• _TASK INSTRUCTIONS_
Print out the full material below, exact in every line, with no images included.

• _SUPPLIED INFORMATION_
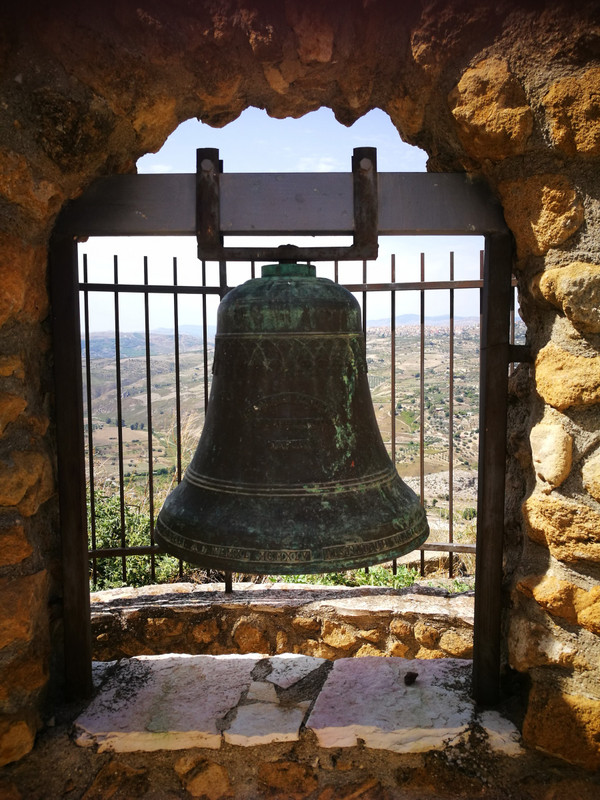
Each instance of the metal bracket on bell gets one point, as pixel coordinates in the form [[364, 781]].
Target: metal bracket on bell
[[365, 212]]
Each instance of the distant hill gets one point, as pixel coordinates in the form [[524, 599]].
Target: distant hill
[[133, 344], [415, 319]]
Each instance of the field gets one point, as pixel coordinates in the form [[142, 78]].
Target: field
[[156, 451]]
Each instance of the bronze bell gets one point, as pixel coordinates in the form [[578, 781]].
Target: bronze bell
[[291, 474]]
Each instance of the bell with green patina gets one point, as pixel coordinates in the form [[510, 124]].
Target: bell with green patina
[[291, 474]]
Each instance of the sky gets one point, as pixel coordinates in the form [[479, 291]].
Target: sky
[[257, 143]]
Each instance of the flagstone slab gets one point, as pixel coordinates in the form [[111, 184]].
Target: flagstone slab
[[169, 702], [374, 700], [263, 723]]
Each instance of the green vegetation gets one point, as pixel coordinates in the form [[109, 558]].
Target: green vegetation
[[109, 571], [376, 576]]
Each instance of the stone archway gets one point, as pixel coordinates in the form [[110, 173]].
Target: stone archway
[[503, 90]]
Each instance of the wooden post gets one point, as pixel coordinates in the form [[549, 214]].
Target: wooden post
[[64, 294], [495, 311]]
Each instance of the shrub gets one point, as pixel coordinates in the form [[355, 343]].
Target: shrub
[[109, 571]]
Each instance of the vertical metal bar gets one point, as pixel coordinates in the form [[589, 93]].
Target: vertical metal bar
[[149, 416], [178, 467], [119, 416], [451, 427], [177, 370], [393, 376], [422, 401], [365, 301], [88, 389], [492, 464], [70, 447], [204, 340]]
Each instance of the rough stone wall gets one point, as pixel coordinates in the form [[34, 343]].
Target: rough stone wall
[[508, 90], [326, 622]]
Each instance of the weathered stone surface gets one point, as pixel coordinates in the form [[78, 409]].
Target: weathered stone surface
[[590, 473], [205, 631], [573, 110], [264, 723], [165, 703], [367, 699], [575, 290], [23, 602], [204, 778], [249, 638], [456, 644], [116, 779], [564, 724], [542, 643], [287, 779], [565, 380], [339, 636], [569, 529], [22, 677], [14, 545], [23, 290], [552, 451], [542, 211], [354, 621], [26, 481], [490, 107], [563, 599], [288, 669], [12, 365], [426, 634], [16, 739], [11, 406]]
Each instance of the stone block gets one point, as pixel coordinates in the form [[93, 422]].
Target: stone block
[[564, 725], [22, 291], [287, 779], [590, 472], [339, 635], [456, 644], [552, 451], [204, 778], [205, 631], [11, 407], [563, 599], [426, 634], [573, 112], [368, 699], [491, 110], [20, 678], [165, 703], [14, 545], [575, 290], [250, 638], [566, 380], [542, 211], [533, 644], [570, 530], [116, 779], [26, 481], [12, 366], [16, 739], [23, 602]]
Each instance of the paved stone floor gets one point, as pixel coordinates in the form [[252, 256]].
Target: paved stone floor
[[289, 726]]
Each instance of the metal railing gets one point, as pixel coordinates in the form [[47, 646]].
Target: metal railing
[[113, 464]]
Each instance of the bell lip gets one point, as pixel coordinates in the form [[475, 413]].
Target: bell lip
[[303, 568], [288, 270], [416, 538]]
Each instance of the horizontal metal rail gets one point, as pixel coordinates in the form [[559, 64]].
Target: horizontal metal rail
[[281, 204]]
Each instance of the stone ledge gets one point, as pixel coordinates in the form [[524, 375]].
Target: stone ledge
[[326, 622], [177, 702]]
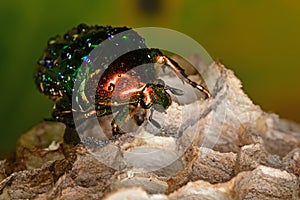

• _TASK RESPONSE_
Each instance of the metal bracket on bell gets one point, as pixel coordinates in the form [[364, 781]].
Target: metal bracket on bell
[[365, 212]]
Each instance of the distant hill gets one point, as pixel coordinates in the form [[524, 599]].
Target: distant hill
[[133, 344], [415, 319]]
Each instance of the field gets one point, as pixel coordinates in the form [[142, 78]].
Target: field
[[156, 451]]
Each instance of the bronze bell gets one point, as pixel coordinates in the form [[578, 781]].
Target: bronze bell
[[291, 474]]
Each instance of the bell with green patina gets one point, as pixel coordinates in the form [[510, 124]].
Target: bell with green patina
[[291, 474]]
Each instance of the sky gets one point, as pixel coordinates in the form [[479, 291]].
Target: sky
[[257, 143]]
Each instance of the flagstone slab gets one point, as pixel coordinates in the form [[111, 184]].
Target: flagstone slab
[[169, 702], [374, 700], [263, 723]]
Each instance of the green vegetation gets one point, as pixel coordinates in the form [[109, 558]].
Target: green vegetation
[[109, 571], [376, 576]]
Each instance of the stone archway gets one point, as pixel coordinates in the form [[110, 173]].
Target: stone archway
[[503, 90]]
Each instance of the wooden post gets one point, as pixel coordinates in the form [[549, 214]].
Target: wooden post
[[64, 294], [495, 311]]
Each instance of the shrub gets one point, as pixel coordinates in the form [[355, 343]].
Target: shrub
[[109, 571]]
Each instance of the vertical metal bar gets one point, as pixel coordinates in the form [[589, 93]].
Target: vertical metal bar
[[149, 416], [178, 467], [119, 416], [451, 427], [177, 370], [393, 376], [422, 401], [365, 301], [88, 389], [492, 464], [70, 447], [204, 340]]
Each instance of the rough stone wall gets one point, as pixel coordinates in the form [[34, 343]].
Target: rough stone wall
[[508, 90], [326, 622]]
Each instance of the weathered stone surface gets one point, as pixel coordinates in the form [[78, 409]].
Target: weathered stone surface
[[590, 473], [205, 631], [573, 110], [264, 723], [165, 703], [367, 699], [575, 290], [23, 602], [204, 778], [249, 638], [456, 644], [116, 779], [564, 724], [542, 643], [287, 779], [565, 380], [339, 636], [569, 529], [22, 677], [14, 545], [23, 290], [552, 451], [542, 211], [354, 621], [26, 481], [490, 107], [563, 599], [288, 669], [12, 365], [426, 634], [16, 739], [11, 406]]
Each instance of the stone block gets one point, as pixel coordinates in the form [[93, 422]].
Target: stone block
[[564, 725], [22, 291], [287, 779], [590, 472], [339, 635], [456, 644], [552, 451], [204, 778], [205, 631], [11, 407], [563, 599], [426, 634], [573, 112], [368, 699], [491, 110], [20, 678], [165, 703], [14, 545], [575, 290], [250, 638], [566, 380], [542, 211], [533, 644], [570, 530], [116, 779], [26, 481], [12, 366], [16, 739], [23, 602]]
Each instance of the paved stone floor gets one point, as pixel coordinates in the form [[252, 256]].
Target: paved stone floor
[[289, 726]]
Each instance of the metal railing gets one point, as pixel coordinates in the form [[47, 646]].
Target: metal railing
[[113, 464]]
Each instance of the bell lip gets one point, as pixel coordinates in the form [[475, 413]].
Target: bell lip
[[303, 568], [288, 270], [416, 538]]
Each instance of the horizontal metal rail gets one point, as pixel coordinates in the form [[559, 64]].
Target: horizontal metal rail
[[281, 204]]
Each instance of the stone ledge gets one point, as pixel coordinates in the form [[524, 375]].
Target: stone ledge
[[326, 622], [177, 702]]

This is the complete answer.